> _To be done_
In the passage about Jesus Calling below, what is the title of the God Calling chapter that the quoted excerpt comes from?

1) The formative influence of God Calling for Sarah Young’s Jesus Calling. Young recounts that her reading of the devotional book God Calling “dovetailed remarkably well with my longing to live in Jesus’ Presence” and that, as a result, she “began to wonder if I, too, could receive messages during my times of communing with God.”  Learning of the significant influence that God Calling had on her, we should note that not only has Young imitated the method of the anonymous “listeners” (i.e. the co-authors) but she appears to have imbibed of the same spirit. Consider the following excerpt from God Calling in the chapter entitled “The Voice Divine”:

We felt all unworthy and overwhelmed by the wonder of it, and could hardly realize that we were being taught, trained and encouraged day by day by Him personally, when millions of souls, far worthier, had to be content with guidance from the Bible, sermons, their churches, books and other sources. [emphasis mine]

Perhaps Young doesn’t pity those of us who must “settle” for guidance from the Bible but there can be little doubt that she shares something of the sentiment. By her own admission she desires “something more” than God’s communication to her through the Bible. Admittedly, all Christians will know something of this discontent with mediated revelation (see #2) but we must still caution (and encourage) those who would diminish the inestimable value of Christ’s word in pursuit of Christ’s person. The written word of God provokes spiritual hunger but it is also the means by which God graciously offers satisfaction and delight in Christ and his finished work (see Psa 19:7ff; 119; John 5:39-40; 14:21, 23; 2Cor 3:18; 4:6; 2Pet 1:2-4).

(Excerpt from a dataset)

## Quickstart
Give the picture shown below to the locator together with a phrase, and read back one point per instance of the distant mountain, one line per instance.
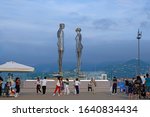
(118, 69)
(127, 69)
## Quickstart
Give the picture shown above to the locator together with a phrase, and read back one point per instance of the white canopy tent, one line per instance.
(15, 67)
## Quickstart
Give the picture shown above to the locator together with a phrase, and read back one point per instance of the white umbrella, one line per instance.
(15, 67)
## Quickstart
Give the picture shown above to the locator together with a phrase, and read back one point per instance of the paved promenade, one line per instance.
(81, 96)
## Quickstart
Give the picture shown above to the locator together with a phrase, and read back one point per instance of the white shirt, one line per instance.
(44, 81)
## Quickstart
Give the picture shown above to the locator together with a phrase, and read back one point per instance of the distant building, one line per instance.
(103, 76)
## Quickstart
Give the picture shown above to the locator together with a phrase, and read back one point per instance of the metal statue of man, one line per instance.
(60, 44)
(79, 48)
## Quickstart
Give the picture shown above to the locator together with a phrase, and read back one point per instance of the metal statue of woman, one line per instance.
(79, 48)
(60, 44)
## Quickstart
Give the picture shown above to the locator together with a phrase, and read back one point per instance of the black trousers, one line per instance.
(44, 89)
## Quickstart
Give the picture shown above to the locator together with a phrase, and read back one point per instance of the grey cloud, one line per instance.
(104, 24)
(76, 17)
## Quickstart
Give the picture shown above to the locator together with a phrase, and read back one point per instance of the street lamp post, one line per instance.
(139, 35)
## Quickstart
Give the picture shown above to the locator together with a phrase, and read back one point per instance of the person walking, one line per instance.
(58, 84)
(77, 83)
(44, 81)
(93, 82)
(114, 86)
(147, 84)
(66, 83)
(18, 82)
(38, 85)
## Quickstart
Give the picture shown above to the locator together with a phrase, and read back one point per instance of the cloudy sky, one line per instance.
(109, 29)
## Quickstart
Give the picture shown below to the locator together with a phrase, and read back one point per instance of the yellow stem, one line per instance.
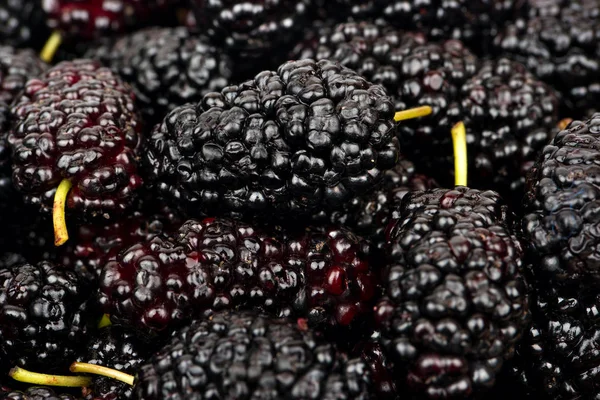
(103, 371)
(459, 140)
(22, 375)
(58, 212)
(104, 322)
(412, 113)
(47, 53)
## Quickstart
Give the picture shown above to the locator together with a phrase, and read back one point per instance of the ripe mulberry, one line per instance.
(287, 142)
(77, 122)
(456, 303)
(166, 67)
(218, 263)
(245, 355)
(415, 73)
(559, 42)
(45, 315)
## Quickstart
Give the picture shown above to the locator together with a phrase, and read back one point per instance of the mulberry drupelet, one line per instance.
(456, 303)
(76, 138)
(217, 263)
(415, 72)
(286, 142)
(166, 67)
(247, 355)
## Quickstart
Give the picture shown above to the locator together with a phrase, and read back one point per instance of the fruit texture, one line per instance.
(166, 67)
(456, 303)
(559, 41)
(415, 73)
(245, 355)
(368, 215)
(256, 33)
(16, 67)
(22, 23)
(77, 122)
(116, 348)
(561, 207)
(561, 356)
(95, 243)
(44, 315)
(217, 263)
(475, 23)
(288, 142)
(509, 117)
(89, 19)
(35, 393)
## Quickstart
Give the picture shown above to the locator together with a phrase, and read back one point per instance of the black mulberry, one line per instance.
(456, 303)
(246, 355)
(291, 141)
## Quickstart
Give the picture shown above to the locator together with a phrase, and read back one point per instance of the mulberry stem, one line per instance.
(459, 140)
(103, 371)
(22, 375)
(412, 113)
(58, 212)
(54, 41)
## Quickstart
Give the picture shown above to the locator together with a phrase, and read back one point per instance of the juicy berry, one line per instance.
(287, 142)
(77, 122)
(218, 263)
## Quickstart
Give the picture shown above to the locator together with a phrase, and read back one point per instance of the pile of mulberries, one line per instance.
(299, 199)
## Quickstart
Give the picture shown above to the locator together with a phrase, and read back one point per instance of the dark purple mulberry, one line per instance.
(219, 264)
(246, 355)
(456, 303)
(77, 122)
(286, 143)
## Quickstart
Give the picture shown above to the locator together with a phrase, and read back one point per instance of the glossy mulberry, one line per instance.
(287, 142)
(456, 303)
(77, 122)
(217, 263)
(245, 355)
(166, 67)
(415, 72)
(559, 42)
(44, 315)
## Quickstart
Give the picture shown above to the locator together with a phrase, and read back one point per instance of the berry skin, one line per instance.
(219, 263)
(368, 215)
(509, 117)
(22, 23)
(559, 41)
(44, 315)
(89, 19)
(456, 303)
(561, 356)
(116, 348)
(475, 23)
(561, 207)
(415, 73)
(166, 67)
(246, 355)
(16, 67)
(287, 142)
(35, 393)
(256, 33)
(77, 122)
(94, 244)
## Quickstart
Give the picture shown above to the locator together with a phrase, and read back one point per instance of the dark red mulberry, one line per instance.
(456, 303)
(219, 264)
(247, 355)
(287, 142)
(77, 122)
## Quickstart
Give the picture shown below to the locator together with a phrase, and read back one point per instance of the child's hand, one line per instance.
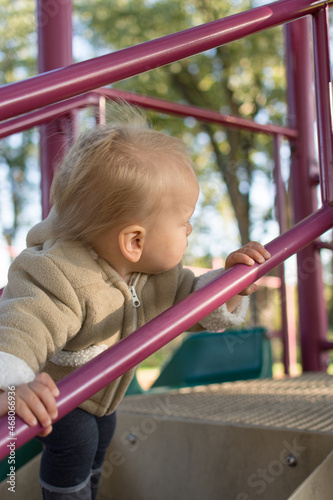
(34, 402)
(248, 254)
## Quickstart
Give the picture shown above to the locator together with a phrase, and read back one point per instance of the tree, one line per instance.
(245, 78)
(17, 61)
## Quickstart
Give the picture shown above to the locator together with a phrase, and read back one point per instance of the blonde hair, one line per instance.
(116, 174)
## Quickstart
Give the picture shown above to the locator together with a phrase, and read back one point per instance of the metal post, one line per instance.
(280, 204)
(323, 90)
(312, 314)
(54, 51)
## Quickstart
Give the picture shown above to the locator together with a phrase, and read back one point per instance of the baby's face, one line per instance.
(166, 238)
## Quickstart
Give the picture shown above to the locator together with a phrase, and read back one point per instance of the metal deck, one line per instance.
(302, 403)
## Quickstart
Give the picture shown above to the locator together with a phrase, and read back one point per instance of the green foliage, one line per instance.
(245, 78)
(17, 61)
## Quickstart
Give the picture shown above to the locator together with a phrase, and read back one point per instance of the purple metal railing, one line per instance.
(115, 361)
(323, 90)
(53, 86)
(67, 82)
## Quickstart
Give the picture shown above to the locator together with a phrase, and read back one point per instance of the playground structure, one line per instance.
(50, 100)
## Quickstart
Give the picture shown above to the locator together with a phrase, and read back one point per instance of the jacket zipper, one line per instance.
(135, 301)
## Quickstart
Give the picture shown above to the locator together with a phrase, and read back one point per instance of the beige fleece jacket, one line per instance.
(63, 305)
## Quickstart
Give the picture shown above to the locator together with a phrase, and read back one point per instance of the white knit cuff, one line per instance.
(221, 317)
(14, 371)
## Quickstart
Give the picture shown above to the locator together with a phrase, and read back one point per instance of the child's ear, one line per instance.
(131, 241)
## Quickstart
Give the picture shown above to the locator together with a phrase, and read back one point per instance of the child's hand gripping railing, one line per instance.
(112, 363)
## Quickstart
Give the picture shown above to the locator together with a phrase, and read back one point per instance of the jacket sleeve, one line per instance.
(39, 313)
(220, 318)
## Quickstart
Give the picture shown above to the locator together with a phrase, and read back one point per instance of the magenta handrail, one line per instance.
(115, 361)
(62, 108)
(323, 98)
(47, 88)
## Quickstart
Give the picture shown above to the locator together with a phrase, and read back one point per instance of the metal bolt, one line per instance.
(291, 460)
(132, 438)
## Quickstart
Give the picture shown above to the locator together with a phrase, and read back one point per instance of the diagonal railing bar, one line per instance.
(45, 115)
(202, 114)
(128, 353)
(47, 88)
(54, 111)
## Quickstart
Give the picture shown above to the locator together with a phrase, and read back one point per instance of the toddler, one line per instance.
(105, 261)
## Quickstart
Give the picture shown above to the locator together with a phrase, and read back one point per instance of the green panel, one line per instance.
(208, 358)
(22, 456)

> _Task answer_
"The Voice Divine"